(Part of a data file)
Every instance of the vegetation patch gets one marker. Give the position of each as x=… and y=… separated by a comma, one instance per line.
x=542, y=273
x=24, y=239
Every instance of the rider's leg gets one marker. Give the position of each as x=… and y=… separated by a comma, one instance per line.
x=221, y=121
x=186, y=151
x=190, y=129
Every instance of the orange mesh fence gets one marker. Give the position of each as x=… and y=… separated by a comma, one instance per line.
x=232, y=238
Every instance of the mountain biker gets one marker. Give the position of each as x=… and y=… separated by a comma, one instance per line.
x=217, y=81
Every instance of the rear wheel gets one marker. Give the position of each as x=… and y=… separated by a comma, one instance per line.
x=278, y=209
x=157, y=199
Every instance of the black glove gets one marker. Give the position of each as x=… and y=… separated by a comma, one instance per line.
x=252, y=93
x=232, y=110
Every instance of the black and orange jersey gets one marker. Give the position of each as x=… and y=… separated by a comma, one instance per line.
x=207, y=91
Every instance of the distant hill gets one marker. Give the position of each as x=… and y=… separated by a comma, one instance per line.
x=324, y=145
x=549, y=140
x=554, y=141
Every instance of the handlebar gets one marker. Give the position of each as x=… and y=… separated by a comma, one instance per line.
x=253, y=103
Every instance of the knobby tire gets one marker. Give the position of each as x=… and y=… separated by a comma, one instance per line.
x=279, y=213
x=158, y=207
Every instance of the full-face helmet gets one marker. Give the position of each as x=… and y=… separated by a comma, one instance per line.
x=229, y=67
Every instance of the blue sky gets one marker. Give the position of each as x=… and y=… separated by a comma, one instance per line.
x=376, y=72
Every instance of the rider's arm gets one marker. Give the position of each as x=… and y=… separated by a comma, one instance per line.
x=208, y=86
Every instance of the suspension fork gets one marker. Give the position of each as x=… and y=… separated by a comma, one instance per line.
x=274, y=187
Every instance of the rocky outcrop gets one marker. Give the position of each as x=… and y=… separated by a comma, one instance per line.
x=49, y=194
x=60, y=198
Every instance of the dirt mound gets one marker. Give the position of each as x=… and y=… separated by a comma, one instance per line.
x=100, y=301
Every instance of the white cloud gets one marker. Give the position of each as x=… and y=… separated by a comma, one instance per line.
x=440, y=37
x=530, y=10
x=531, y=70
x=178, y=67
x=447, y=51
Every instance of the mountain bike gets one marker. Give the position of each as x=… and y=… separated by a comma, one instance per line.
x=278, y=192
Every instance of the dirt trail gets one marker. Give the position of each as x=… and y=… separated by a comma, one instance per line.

Request >> Please lay out the material from the line with "Every instance of the rider's leg" up to and including the line with "x=207, y=91" as a Markdown table with the columns Row and Line, one line per row and blank lines left out.

Result of this task >>
| Row | Line |
|---|---|
| 1 | Every instance of the rider's leg gets one marker. Give the position of each as x=… and y=… separated by a comma, one instance per line. |
| 2 | x=221, y=121 |
| 3 | x=186, y=151 |
| 4 | x=190, y=129 |
| 5 | Every instance of the orange mesh fence gets one marker. Give the position of each as x=… and y=… separated by a comma, one instance per line. |
| 6 | x=232, y=238 |
| 7 | Every instance of the mountain biker gets one marker. Give the position of each as x=… and y=… separated by a comma, one instance per line. |
| 8 | x=217, y=81 |
| 9 | Every instance of the rear wheel gets one marker. Give the position of each as x=… and y=… separated by a comma, one instance per line. |
| 10 | x=278, y=209 |
| 11 | x=157, y=199 |
| 12 | Every instance of the black glove gets one marker. Give the position of each as x=… and y=… separated by a comma, one instance per line. |
| 13 | x=252, y=93 |
| 14 | x=232, y=110 |
| 15 | Every instance of the black and orange jersey gets one marker. Give the position of each as x=… and y=… separated by a comma, one instance per line. |
| 16 | x=207, y=91 |